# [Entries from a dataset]
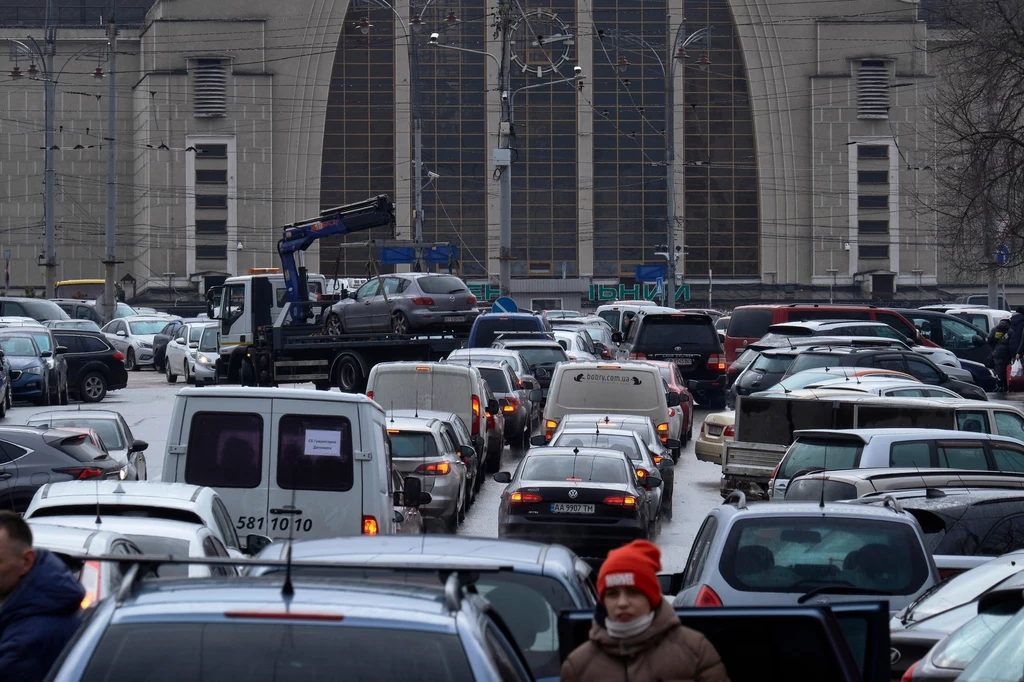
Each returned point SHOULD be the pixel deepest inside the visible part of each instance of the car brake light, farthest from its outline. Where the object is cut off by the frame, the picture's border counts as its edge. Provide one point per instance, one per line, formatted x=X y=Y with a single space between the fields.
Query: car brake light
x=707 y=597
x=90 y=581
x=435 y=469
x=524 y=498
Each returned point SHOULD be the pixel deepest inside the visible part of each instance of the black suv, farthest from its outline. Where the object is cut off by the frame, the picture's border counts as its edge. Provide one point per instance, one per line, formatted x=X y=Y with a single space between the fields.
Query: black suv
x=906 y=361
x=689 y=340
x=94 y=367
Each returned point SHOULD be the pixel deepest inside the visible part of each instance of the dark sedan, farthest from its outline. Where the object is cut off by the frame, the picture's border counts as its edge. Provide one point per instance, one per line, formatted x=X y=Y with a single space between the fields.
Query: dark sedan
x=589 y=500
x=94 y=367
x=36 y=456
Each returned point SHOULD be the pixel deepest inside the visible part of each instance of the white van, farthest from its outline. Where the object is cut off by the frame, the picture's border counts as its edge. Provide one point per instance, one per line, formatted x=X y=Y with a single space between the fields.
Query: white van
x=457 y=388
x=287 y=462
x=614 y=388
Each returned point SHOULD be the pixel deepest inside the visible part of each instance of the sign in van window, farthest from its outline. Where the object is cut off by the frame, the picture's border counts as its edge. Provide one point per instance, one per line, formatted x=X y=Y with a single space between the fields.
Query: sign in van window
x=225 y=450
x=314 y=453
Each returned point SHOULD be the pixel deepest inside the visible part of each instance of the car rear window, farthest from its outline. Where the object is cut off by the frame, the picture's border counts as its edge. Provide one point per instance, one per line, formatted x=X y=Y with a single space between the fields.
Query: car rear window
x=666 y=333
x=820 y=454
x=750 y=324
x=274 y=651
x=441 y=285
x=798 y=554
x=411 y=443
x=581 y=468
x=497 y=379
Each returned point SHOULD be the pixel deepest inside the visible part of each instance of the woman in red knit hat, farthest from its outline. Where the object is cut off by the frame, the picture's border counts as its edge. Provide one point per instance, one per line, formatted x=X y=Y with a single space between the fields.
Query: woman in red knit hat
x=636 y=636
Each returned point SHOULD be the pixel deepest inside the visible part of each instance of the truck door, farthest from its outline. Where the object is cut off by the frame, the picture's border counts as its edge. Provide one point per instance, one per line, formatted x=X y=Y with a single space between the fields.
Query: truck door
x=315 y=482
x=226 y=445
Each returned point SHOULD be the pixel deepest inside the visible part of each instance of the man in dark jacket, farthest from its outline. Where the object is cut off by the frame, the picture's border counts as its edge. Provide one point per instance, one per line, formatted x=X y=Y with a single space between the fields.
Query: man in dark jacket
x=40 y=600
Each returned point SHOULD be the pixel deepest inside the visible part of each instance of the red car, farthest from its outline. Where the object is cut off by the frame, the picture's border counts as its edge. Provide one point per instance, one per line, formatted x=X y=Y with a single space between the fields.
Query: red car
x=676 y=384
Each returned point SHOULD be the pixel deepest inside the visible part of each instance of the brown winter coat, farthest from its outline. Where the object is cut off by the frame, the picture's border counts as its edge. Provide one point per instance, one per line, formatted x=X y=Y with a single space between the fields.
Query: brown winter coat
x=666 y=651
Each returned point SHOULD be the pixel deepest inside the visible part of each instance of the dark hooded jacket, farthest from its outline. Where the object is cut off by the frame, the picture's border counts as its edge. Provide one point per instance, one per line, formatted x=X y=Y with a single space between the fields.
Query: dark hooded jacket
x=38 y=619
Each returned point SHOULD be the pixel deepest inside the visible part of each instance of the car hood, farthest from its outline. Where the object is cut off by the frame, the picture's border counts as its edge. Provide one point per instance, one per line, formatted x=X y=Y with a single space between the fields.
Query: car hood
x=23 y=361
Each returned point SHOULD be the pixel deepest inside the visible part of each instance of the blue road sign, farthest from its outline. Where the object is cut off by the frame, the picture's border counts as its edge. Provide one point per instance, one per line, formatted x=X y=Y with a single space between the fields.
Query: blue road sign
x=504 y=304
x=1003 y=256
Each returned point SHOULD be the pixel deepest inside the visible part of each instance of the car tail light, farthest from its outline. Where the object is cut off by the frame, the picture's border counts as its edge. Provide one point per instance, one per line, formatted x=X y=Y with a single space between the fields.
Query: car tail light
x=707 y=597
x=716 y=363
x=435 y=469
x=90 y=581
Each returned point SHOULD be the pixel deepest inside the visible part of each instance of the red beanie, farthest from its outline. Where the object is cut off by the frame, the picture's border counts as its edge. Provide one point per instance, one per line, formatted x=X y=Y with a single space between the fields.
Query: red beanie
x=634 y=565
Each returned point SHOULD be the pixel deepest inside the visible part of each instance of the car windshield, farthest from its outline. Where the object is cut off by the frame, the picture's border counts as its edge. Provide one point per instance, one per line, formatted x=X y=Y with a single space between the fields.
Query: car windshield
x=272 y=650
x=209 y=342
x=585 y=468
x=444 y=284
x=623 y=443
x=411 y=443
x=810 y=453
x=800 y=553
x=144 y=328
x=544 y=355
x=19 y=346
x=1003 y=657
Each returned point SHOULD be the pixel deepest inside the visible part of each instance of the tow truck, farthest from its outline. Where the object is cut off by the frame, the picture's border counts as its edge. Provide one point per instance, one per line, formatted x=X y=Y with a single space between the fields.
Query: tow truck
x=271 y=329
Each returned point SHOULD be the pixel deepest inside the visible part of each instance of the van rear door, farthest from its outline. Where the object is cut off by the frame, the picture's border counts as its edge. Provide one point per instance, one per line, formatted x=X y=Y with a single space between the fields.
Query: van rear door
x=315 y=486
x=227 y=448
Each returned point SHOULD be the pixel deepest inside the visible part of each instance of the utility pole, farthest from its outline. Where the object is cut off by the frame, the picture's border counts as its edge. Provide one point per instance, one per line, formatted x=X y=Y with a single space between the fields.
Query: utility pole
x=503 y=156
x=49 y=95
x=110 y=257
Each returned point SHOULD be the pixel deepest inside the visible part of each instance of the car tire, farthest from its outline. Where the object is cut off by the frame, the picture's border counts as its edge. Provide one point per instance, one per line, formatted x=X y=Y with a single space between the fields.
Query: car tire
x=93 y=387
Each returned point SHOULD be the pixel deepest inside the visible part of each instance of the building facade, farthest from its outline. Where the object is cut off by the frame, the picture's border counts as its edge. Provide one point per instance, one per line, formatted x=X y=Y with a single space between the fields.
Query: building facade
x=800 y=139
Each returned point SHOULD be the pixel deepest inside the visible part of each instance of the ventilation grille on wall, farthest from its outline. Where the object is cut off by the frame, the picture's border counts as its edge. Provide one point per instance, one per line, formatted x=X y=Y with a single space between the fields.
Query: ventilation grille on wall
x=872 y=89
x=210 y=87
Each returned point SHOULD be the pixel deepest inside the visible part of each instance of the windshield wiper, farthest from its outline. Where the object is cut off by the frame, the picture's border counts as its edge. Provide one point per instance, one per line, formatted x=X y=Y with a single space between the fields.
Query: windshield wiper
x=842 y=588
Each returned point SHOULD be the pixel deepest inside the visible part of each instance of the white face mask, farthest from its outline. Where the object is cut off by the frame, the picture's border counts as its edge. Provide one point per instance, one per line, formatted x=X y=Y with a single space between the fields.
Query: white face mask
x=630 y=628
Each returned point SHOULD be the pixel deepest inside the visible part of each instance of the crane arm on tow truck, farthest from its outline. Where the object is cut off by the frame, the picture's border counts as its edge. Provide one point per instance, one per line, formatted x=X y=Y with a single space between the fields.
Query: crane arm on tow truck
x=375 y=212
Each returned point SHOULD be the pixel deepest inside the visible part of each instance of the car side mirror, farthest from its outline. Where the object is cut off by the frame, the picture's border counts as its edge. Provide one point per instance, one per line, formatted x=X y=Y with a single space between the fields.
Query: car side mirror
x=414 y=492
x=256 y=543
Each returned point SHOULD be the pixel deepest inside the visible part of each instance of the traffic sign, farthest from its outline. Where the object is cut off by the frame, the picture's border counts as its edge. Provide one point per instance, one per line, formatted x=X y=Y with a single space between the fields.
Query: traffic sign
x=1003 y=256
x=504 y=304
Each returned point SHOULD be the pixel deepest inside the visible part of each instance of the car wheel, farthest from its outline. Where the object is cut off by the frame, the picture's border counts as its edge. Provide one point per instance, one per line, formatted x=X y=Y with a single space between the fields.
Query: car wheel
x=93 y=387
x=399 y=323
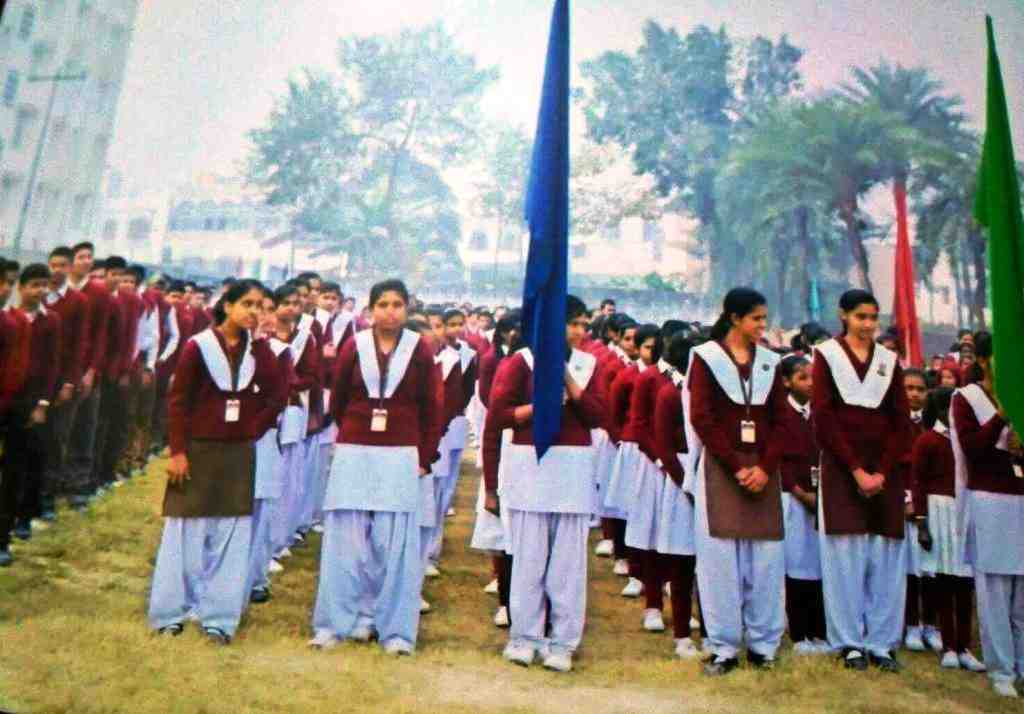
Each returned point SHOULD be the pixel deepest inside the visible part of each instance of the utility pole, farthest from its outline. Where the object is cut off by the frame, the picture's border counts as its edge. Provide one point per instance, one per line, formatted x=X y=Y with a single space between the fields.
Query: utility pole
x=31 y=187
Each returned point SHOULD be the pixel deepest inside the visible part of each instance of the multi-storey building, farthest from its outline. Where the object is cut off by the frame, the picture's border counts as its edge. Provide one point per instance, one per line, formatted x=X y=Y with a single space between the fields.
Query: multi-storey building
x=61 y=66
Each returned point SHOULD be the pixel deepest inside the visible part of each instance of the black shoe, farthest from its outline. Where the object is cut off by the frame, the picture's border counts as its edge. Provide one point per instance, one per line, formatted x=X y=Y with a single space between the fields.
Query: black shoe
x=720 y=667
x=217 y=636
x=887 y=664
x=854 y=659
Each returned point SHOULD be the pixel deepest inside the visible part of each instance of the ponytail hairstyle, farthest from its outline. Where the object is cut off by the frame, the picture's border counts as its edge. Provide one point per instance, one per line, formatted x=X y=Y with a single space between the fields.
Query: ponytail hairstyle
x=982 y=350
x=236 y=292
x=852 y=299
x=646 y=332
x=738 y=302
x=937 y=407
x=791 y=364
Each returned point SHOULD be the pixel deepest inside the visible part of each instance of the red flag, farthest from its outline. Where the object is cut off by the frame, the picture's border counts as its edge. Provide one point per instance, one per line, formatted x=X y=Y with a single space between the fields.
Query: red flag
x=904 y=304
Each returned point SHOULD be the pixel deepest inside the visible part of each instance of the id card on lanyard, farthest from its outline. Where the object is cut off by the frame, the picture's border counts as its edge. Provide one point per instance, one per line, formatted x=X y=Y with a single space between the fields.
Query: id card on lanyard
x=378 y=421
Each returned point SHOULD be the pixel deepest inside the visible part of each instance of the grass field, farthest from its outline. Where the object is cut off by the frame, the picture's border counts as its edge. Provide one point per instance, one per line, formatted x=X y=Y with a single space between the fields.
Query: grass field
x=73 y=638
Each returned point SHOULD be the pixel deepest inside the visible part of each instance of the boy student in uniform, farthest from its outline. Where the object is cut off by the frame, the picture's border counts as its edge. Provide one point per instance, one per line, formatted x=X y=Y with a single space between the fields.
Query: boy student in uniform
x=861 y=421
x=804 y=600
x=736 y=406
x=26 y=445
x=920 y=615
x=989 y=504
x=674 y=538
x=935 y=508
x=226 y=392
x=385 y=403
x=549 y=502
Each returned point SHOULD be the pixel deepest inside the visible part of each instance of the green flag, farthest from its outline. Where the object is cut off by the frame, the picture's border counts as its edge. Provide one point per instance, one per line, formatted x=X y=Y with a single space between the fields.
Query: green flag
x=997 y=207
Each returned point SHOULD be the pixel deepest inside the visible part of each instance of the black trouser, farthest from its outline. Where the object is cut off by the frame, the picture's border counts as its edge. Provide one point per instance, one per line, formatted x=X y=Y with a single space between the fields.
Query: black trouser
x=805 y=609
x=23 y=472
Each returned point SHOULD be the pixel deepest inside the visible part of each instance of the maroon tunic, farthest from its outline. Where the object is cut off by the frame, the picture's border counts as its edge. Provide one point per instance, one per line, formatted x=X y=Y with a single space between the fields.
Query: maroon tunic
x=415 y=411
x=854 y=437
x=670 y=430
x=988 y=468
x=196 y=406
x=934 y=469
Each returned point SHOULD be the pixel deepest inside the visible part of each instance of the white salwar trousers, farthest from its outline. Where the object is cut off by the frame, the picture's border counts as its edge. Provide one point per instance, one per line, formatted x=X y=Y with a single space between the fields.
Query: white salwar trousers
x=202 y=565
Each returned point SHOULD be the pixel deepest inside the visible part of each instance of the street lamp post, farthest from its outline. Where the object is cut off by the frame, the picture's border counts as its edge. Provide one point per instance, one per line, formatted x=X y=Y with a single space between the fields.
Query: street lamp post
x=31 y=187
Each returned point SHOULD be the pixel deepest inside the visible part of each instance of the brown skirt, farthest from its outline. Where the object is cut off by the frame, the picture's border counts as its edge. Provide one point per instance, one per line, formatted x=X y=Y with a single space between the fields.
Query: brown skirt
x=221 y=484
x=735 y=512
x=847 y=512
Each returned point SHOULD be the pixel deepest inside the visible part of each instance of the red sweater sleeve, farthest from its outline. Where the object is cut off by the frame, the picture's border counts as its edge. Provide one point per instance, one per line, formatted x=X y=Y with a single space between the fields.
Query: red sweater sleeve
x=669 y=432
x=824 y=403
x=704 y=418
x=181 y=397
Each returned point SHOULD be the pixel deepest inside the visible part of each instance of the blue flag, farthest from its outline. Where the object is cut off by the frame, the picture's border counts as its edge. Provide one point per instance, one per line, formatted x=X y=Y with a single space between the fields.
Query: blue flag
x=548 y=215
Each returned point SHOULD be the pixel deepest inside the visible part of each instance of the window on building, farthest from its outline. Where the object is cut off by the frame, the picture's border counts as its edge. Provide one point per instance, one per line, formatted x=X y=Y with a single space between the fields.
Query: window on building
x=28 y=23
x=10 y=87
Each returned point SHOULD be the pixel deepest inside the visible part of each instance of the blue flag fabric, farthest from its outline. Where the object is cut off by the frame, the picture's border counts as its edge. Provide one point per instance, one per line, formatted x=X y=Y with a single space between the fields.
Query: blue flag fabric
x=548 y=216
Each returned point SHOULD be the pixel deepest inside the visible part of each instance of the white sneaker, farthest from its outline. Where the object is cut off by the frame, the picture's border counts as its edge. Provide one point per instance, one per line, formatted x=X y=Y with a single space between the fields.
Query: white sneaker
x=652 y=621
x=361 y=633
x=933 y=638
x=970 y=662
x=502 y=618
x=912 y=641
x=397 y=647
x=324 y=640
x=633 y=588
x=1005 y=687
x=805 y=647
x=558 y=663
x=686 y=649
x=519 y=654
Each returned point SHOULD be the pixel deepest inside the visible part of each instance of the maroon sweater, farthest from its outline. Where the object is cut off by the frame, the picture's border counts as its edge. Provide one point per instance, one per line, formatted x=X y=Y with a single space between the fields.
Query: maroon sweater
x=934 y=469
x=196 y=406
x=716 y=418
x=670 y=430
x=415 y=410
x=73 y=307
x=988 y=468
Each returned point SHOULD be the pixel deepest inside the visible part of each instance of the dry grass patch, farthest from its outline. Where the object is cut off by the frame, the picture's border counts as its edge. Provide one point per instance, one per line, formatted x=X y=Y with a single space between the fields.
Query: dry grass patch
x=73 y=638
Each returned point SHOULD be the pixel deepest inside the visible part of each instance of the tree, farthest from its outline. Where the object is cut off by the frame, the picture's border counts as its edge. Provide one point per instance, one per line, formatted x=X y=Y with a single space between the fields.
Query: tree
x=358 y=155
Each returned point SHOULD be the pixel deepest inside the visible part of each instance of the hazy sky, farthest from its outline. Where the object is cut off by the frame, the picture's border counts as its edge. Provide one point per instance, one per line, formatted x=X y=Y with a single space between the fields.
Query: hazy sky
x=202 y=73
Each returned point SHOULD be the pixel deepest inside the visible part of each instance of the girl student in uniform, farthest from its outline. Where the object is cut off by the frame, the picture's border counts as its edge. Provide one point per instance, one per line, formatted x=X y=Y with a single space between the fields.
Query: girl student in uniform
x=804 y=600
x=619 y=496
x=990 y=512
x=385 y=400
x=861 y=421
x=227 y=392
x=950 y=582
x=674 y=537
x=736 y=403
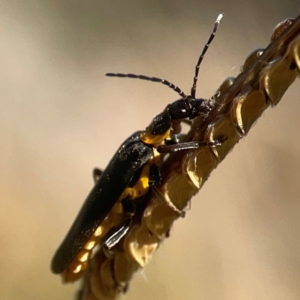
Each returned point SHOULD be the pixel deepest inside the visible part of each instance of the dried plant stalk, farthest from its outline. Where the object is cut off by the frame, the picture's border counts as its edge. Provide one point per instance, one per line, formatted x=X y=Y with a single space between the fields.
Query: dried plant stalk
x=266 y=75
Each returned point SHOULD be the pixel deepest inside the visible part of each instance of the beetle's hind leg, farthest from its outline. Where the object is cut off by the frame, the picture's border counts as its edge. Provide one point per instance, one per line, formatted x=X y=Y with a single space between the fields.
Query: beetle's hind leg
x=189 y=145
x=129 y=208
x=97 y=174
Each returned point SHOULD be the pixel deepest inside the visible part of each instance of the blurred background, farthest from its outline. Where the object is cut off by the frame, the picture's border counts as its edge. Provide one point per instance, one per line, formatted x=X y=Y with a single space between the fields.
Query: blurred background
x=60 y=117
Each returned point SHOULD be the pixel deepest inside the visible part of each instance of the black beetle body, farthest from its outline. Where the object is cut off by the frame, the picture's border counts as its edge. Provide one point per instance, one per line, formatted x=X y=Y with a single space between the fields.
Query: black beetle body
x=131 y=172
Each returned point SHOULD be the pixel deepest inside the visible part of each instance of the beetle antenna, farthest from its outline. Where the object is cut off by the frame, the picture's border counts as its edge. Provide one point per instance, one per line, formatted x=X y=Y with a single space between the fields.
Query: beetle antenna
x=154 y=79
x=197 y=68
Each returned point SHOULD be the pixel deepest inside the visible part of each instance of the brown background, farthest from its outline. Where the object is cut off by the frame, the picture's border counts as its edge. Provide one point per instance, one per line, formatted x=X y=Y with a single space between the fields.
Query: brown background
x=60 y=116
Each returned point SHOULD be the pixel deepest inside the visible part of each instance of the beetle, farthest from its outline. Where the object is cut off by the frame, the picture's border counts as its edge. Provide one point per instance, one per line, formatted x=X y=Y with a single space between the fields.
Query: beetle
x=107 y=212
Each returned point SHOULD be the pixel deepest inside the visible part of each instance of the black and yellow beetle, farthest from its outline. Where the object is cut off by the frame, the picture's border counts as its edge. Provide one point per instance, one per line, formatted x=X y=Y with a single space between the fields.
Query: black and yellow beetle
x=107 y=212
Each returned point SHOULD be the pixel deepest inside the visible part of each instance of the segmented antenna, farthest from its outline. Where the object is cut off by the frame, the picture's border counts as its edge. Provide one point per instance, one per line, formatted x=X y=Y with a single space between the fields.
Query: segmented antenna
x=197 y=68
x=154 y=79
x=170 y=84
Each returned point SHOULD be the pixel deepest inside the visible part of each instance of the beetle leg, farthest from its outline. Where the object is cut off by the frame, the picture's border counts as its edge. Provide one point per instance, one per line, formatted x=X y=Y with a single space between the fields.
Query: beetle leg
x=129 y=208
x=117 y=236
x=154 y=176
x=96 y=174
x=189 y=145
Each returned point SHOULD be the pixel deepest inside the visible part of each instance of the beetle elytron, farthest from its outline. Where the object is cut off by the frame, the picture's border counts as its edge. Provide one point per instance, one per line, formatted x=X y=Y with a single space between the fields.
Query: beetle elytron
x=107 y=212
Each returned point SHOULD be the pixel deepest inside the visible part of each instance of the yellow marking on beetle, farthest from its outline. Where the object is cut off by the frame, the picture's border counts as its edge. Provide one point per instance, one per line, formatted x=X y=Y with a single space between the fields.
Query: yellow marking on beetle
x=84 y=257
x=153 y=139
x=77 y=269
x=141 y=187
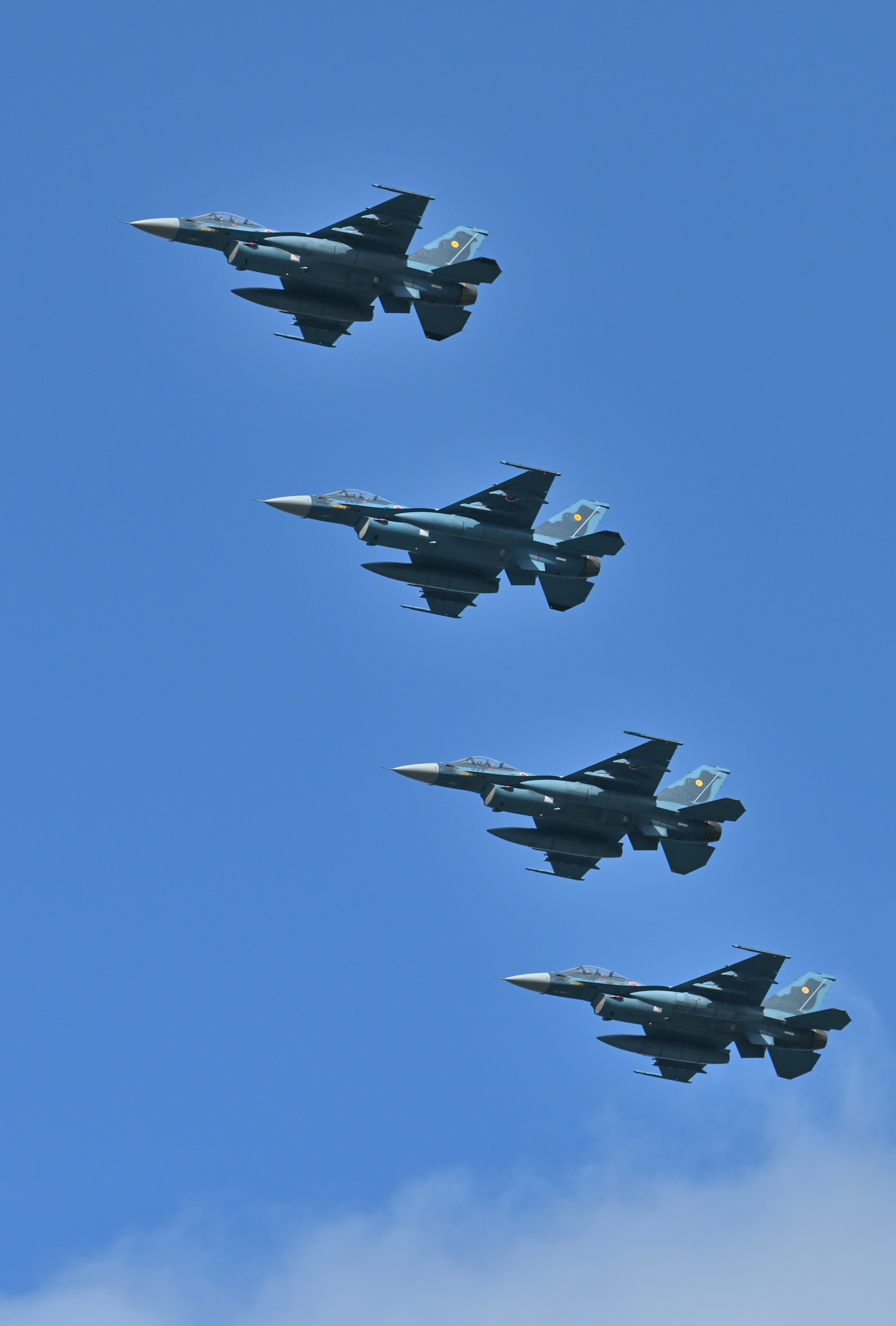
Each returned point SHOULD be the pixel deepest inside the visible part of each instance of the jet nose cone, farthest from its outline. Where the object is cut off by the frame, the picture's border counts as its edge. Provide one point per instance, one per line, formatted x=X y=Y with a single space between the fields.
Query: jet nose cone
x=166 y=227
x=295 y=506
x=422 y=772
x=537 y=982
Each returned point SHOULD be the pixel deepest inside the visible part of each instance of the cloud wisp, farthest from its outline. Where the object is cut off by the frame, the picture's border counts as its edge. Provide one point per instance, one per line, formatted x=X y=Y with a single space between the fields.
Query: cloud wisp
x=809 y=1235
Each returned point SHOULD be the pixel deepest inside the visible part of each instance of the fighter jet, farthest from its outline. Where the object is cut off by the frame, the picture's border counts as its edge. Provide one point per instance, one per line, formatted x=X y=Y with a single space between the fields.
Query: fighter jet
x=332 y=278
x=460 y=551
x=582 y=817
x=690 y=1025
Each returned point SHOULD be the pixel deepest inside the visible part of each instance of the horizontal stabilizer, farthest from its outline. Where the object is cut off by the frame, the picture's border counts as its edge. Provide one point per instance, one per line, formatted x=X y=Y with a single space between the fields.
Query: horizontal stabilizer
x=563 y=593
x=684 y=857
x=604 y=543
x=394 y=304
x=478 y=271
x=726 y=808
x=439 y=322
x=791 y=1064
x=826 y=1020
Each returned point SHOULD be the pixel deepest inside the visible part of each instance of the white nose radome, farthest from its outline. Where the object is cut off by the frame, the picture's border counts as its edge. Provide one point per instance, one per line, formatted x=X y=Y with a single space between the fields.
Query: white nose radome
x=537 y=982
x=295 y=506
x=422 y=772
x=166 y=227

# [WHAT THE TASK REQUIRES]
Convert the entries into a two-column CSV with columns request and answer, one row for each request, placing its text and its answer in quoted fields with line breaks replaced by spaces. Begin at the line that has "car windshield, farthest" and stop after the line that has "x=1003 y=657", using only those entries.

# [FULL SOLUTION]
request,answer
"Each returned point SHOULD be the pixel deepest inside the visible part of each instance of the car windshield, farthest from its outline. Where the object is cut off by the frame, the picture's border counts as its edge. Provide one point per instance, one per line, formatted x=X y=Y with a single space between the fields. Query: car windshield","x=272 y=650 x=209 y=342 x=585 y=468 x=444 y=284 x=623 y=443 x=411 y=443 x=810 y=453 x=800 y=553 x=144 y=328 x=544 y=355 x=19 y=346 x=1003 y=657"